Brief:
Below is some data. Retype exactly the lines starting at the one with "box: [233, 45, 255, 104]" and ending at the one with "positive clicks: (249, 63) (252, 61)".
======== Data for review
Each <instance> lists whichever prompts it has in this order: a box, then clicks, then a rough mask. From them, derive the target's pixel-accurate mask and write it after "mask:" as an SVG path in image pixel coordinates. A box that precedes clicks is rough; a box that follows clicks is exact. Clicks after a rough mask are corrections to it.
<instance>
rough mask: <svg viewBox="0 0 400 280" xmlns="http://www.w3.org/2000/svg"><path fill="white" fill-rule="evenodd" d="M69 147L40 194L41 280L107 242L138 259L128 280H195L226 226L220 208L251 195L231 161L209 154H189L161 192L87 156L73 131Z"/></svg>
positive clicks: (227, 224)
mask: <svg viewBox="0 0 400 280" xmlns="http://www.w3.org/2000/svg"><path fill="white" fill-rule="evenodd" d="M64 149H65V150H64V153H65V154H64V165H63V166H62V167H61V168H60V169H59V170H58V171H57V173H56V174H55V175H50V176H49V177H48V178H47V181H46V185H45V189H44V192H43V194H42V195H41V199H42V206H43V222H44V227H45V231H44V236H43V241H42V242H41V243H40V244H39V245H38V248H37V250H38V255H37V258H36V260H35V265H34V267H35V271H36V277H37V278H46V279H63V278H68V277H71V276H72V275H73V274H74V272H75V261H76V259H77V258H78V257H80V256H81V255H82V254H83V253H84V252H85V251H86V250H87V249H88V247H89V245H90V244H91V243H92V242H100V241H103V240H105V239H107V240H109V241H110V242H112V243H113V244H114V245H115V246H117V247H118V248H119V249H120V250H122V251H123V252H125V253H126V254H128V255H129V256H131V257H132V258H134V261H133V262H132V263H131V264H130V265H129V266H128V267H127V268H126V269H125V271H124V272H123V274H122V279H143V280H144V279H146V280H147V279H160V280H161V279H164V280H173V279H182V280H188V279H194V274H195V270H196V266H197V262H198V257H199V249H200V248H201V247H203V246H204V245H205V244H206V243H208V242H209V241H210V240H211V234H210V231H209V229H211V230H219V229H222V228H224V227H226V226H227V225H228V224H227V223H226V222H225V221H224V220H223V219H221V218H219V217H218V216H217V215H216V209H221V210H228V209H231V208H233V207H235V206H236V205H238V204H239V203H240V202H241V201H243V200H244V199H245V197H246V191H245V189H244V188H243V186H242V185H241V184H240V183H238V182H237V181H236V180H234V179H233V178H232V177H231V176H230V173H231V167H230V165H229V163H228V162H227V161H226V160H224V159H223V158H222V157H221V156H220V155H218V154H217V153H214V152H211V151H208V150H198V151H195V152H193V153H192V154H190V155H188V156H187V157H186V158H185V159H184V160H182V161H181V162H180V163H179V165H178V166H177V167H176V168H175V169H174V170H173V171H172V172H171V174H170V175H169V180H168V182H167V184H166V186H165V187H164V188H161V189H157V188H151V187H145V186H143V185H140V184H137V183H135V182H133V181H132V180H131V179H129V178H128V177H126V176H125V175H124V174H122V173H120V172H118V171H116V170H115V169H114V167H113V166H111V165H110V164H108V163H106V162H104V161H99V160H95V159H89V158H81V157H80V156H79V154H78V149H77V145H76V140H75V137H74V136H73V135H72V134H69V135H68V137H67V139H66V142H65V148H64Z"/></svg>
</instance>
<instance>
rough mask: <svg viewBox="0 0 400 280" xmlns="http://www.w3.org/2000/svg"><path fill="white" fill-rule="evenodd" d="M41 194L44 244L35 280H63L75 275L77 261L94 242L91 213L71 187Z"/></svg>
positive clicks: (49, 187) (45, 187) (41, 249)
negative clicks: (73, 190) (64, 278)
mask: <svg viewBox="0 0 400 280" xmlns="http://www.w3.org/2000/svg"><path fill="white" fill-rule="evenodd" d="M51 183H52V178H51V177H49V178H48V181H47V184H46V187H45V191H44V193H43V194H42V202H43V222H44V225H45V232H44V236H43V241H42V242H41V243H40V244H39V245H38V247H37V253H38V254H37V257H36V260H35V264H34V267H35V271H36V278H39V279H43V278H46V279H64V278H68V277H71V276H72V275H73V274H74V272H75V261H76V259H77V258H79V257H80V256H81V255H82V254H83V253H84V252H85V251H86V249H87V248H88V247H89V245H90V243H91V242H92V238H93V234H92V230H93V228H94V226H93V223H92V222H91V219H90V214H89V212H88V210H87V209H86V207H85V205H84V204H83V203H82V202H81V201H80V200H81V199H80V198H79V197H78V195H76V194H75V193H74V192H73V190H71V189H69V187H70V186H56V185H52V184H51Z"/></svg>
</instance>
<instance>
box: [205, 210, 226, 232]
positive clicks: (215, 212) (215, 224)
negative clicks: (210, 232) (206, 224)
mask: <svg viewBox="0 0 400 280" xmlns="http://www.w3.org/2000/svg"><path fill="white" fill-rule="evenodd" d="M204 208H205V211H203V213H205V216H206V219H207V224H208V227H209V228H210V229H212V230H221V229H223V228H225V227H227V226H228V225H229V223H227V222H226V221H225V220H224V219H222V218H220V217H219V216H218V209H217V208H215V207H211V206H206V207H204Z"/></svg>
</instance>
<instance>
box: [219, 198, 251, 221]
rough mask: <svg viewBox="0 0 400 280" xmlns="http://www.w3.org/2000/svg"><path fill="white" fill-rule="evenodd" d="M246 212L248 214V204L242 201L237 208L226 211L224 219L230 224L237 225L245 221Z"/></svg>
================
======== Data for review
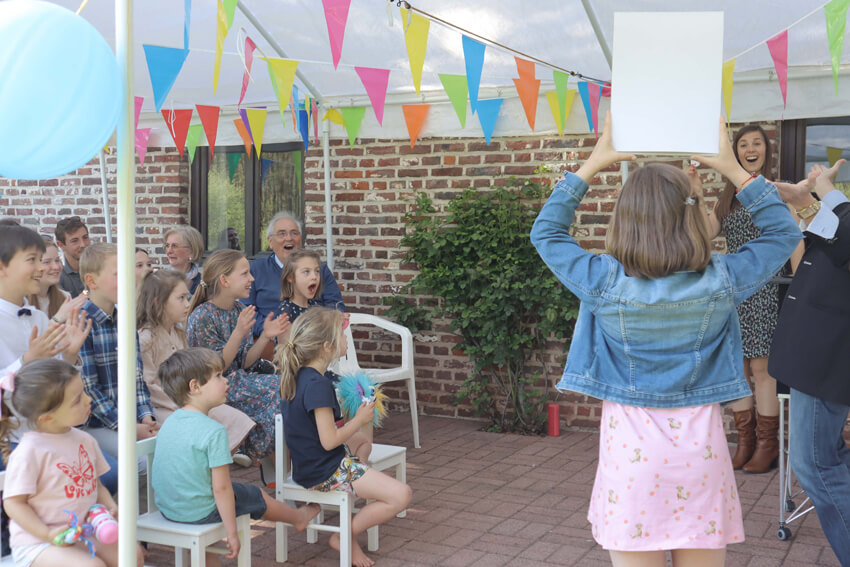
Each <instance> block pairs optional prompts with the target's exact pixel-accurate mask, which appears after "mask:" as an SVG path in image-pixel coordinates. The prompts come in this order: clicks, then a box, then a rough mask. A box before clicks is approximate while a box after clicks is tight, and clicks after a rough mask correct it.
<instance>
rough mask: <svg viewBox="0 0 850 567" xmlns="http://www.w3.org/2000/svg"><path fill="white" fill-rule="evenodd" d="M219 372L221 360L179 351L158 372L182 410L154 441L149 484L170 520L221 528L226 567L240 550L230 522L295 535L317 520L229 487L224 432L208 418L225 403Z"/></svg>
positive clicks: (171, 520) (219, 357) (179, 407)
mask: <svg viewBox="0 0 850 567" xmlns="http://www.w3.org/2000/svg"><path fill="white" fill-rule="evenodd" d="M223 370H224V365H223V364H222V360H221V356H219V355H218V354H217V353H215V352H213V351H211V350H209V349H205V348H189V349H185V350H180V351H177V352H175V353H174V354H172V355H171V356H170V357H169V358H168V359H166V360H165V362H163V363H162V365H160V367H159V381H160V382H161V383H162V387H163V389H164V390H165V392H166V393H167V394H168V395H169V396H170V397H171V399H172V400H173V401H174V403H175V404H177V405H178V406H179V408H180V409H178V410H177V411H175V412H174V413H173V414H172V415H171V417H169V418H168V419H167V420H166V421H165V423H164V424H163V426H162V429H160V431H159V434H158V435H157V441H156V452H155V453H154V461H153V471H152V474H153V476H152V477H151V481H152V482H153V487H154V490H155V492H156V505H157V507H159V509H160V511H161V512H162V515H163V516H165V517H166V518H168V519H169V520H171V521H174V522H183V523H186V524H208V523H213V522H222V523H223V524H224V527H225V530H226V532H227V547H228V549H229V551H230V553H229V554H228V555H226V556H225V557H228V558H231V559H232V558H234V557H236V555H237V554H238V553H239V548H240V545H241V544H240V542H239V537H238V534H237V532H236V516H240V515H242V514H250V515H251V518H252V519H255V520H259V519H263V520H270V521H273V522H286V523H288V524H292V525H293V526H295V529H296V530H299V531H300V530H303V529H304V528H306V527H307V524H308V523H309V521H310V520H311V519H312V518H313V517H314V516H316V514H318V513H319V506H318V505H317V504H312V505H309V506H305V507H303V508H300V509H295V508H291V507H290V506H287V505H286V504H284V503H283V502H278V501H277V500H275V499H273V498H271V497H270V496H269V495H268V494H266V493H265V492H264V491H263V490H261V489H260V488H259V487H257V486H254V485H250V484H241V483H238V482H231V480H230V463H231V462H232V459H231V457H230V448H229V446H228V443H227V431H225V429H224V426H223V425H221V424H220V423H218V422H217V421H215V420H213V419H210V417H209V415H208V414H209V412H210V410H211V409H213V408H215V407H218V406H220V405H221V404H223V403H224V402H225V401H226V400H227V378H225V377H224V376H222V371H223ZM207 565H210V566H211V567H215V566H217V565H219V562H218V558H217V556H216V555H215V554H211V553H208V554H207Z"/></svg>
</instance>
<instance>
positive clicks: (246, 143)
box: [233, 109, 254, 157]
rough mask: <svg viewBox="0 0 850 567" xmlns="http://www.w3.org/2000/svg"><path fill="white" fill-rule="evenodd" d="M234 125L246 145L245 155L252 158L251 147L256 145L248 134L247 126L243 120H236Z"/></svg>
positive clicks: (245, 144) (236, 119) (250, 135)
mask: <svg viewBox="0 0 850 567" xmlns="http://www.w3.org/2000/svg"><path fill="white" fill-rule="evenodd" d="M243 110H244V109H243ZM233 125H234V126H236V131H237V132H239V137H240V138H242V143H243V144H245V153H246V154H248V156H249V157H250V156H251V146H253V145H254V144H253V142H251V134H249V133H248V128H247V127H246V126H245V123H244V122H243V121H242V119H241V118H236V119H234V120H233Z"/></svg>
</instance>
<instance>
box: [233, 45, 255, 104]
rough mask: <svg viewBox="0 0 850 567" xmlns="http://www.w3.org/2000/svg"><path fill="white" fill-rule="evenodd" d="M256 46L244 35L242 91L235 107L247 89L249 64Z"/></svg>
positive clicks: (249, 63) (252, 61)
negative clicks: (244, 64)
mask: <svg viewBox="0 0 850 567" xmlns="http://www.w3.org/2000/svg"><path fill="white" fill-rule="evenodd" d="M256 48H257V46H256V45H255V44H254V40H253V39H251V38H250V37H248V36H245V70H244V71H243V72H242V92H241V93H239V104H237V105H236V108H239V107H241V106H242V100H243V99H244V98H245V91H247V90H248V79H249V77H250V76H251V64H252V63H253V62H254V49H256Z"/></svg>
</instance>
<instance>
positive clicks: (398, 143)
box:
================
Result:
box: [233, 45, 255, 104]
rough mask: <svg viewBox="0 0 850 567" xmlns="http://www.w3.org/2000/svg"><path fill="white" fill-rule="evenodd" d="M256 46L244 35L242 91L235 107L247 89L249 64Z"/></svg>
positive clicks: (249, 63) (252, 61)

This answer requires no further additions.